───── Vorgegebener Text ─────

Thomas Müller (r.) äusserte deutliche Kritik an seinen Mitspielern.
Es sind neue Töne, die Tuchel nach der erst zweiten Niederlage in der laufenden Bundesliga-Saison anschlug. Bisher hatte er sich fast ausschliesslich lobend über sein Team geäussert. Nun macht er seinen Spielern den schlimmsten Vorwurf, den man einem Profisportler machen kann: mangelnden Einsatz. «Wir haben heute gespielt, als ob wir in der Liga mit zehn Punkten führen würden und am Dienstag ein Champions-League-Spiel haben. Wir wollten ein Bundesligaspiel zwischen Übermut und Schongang runterreissen», so Tuchel.
Immer wieder erleidet Tuchels Bayern Rückschläge
Dass den Münchnern trotz deutlicher statistischer Überlegenheit und 21 Schussversuchen kein einziger Treffer gelang, kann durchaus mit fehlender Konsequenz in der ansonsten eigentlich hervorragenden Offensive um Harry Kane und Leroy Sané erklärt werden. Tuchel machte auch klar, dass er sein Team nicht länger in Schutz nehmen wolle: «Ich habe auch keine Lust mehr zu sagen, dass wir gut trainieren. Das glaubt mir ja keiner mehr.»
Der 50-Jährige muss sich und seine Methoden auch selbst hinterfragen und als möglichen Grund dafür ansehen, dass der Bundesligist unter dem jetzigen Trainer immer wieder Rückschläge erlebt. In der laufenden Saison waren dies zum Beispiel das 1:2-Debakel im DFB-Pokal gegen Drittligist Saarbrücken, die 1:5-Klatsche in Frankfurt und nun die 0:1-Niederlage gegen Bremen.
Gleichzeitig befindet sich der FC Bayern aber in einer ungewohnten Situation. Im Vergleich zu den vergangenen Jahren steht der Klub mit 41 Punkten nach 17 Spielen völlig im Soll. Seit Einführung der Dreipunkteregel zur Saison 1995/96 wurde ein Team mit mindestens so vielen Punkten immer Herbstmeister. In dieser Saison hat der 33-fache Meister aber einen Konkurrenten, dessen Bilanz selbst mit den dominantesten Bayern-Teams mithalten könnte. Sieben Punkte mehr als die Münchner hat Leverkusen vor Bayerns Nachholspiel gegen Union Berlin am Mittwochabend.
Zwei von Tuchels stärksten Befürwortern sind weg
Der Druck auf Tuchel ist also riesig. Zumal sein Vorgänger Julian Nagelsmann entlassen wurde, obwohl die Bayern an der Spitze der Bundesliga standen und sowohl in Champions League als auch DFB-Pokal noch vertreten waren. Die damaligen Entscheidungsträger Oliver Kahn und Hasan Salihamidzic wurden mittlerweile entlassen, womit Tuchel zwei seiner stärksten Befürworter verloren hat.
«An der Qualität der Mannschaft kann es nicht liegen.»

───── Datenteil ─────

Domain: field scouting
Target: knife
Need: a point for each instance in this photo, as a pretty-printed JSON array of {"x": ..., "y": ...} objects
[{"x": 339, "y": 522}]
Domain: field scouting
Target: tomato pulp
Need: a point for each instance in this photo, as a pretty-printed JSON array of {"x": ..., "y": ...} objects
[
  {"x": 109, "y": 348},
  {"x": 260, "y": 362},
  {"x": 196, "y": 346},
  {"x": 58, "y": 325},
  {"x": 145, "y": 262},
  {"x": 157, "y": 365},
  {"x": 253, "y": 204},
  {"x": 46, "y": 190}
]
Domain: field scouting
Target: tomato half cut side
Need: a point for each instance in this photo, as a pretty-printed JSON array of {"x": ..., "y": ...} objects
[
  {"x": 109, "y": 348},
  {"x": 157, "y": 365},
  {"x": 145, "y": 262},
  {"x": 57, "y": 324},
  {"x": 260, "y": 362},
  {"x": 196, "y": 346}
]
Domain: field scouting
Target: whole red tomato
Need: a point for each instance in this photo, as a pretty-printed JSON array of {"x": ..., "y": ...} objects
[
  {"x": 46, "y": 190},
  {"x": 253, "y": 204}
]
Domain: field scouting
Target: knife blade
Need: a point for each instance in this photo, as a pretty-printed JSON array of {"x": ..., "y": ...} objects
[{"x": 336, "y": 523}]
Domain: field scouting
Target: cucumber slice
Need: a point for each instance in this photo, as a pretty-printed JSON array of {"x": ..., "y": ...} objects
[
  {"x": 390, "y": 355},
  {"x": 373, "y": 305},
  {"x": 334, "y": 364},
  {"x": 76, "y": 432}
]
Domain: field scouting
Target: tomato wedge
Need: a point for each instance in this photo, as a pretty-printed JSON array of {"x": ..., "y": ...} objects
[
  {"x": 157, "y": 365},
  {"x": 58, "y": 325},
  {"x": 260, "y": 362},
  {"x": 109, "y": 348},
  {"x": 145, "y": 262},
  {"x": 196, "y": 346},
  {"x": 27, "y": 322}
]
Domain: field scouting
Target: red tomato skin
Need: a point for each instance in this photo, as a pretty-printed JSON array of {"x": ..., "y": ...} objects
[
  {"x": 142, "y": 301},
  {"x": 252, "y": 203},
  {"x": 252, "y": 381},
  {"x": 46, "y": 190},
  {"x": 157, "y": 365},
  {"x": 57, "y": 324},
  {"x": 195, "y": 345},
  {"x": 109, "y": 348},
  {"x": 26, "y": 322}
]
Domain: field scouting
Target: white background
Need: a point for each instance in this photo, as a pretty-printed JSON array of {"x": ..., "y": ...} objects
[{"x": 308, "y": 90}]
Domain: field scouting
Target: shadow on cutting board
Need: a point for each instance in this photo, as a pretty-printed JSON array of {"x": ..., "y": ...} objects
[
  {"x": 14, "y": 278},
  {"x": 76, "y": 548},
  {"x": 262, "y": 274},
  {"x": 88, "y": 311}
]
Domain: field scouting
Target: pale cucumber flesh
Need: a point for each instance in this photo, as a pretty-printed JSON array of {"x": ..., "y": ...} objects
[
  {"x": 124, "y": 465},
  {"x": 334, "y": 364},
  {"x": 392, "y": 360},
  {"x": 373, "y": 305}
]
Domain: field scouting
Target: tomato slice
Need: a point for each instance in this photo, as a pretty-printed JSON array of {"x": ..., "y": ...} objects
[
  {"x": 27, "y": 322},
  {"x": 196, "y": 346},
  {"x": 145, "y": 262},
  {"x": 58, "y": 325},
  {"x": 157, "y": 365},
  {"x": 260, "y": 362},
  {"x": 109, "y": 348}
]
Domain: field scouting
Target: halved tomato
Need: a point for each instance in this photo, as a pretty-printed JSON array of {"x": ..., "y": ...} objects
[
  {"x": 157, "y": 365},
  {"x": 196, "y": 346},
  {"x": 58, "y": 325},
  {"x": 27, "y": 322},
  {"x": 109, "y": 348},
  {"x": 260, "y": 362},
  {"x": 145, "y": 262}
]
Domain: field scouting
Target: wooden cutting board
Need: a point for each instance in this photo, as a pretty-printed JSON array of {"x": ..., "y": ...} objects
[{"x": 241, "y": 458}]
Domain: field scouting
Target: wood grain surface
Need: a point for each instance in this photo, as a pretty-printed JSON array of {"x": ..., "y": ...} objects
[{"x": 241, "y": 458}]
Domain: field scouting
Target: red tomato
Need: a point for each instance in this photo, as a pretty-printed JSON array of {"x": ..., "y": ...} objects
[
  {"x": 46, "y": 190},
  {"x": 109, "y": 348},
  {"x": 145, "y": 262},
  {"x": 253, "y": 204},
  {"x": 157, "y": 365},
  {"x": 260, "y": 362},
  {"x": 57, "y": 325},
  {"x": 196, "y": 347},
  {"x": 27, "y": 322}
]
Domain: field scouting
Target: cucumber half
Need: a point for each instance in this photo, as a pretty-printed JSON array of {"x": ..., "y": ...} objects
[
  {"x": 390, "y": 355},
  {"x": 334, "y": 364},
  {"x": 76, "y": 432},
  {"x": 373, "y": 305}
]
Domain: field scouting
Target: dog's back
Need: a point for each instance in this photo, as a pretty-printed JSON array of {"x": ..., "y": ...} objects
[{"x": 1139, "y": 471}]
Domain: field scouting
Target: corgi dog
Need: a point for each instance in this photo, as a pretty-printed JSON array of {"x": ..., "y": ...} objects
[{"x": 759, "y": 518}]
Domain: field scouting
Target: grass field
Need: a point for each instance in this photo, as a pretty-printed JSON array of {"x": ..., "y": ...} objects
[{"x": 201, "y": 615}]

─────

● **Ziel der Aufgabe**: Schreib aus dem Text über Tuchel und den FC Bayern oben die Stelle von „Der 50-Jährige muss“ bis „0:1-Niederlage gegen Bremen.“ wortgetreu ab.

● **Lösung**:
Der 50-Jährige muss sich und seine Methoden auch selbst hinterfragen und als möglichen Grund dafür ansehen, dass der Bundesligist unter dem jetzigen Trainer immer wieder Rückschläge erlebt. In der laufenden Saison waren dies zum Beispiel das 1:2-Debakel im DFB-Pokal gegen Drittligist Saarbrücken, die 1:5-Klatsche in Frankfurt und nun die 0:1-Niederlage gegen Bremen.